[Stored items]
------------------------------------
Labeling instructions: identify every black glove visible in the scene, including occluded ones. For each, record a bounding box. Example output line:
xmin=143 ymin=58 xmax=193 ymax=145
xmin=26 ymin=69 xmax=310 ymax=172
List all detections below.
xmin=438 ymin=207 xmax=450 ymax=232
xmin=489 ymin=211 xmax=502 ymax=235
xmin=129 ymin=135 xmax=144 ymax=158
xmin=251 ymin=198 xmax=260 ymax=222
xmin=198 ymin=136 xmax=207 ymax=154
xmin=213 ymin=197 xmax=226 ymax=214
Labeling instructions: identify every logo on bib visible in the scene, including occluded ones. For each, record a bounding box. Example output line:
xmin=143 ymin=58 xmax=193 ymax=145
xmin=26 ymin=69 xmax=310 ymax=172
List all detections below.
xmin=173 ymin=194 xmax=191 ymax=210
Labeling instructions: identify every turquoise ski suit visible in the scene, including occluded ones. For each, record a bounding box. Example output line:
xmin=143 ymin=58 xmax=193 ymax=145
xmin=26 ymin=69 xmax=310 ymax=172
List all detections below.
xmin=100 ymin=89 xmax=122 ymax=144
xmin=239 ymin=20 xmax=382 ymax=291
------------------------------------
## YOUR INSTRUCTIONS
Reproduce every row above word for word, keeping each line unchanged and in its original order.

## ANSWER TO THIS TASK
Labeling instructions: identify every black glove visible in the scene, including occluded ones. For each, record a bounding box. Example output line:
xmin=143 ymin=58 xmax=193 ymax=145
xmin=26 ymin=69 xmax=310 ymax=172
List all detections below.
xmin=438 ymin=207 xmax=450 ymax=232
xmin=489 ymin=211 xmax=502 ymax=235
xmin=129 ymin=135 xmax=144 ymax=158
xmin=251 ymin=198 xmax=260 ymax=222
xmin=198 ymin=136 xmax=207 ymax=154
xmin=213 ymin=197 xmax=226 ymax=214
Labeling instructions: identify every logo on bib visible in the scene, including occluded ones. For each, record a bounding box. Example output line:
xmin=143 ymin=58 xmax=193 ymax=145
xmin=26 ymin=69 xmax=310 ymax=172
List all detections below.
xmin=173 ymin=194 xmax=191 ymax=210
Labeling instructions: identify every turquoise ski suit visible in the scene, including occluded ones. For each, record a bounding box. Example output line:
xmin=143 ymin=58 xmax=193 ymax=145
xmin=26 ymin=69 xmax=310 ymax=172
List all detections below.
xmin=100 ymin=89 xmax=122 ymax=144
xmin=239 ymin=20 xmax=382 ymax=291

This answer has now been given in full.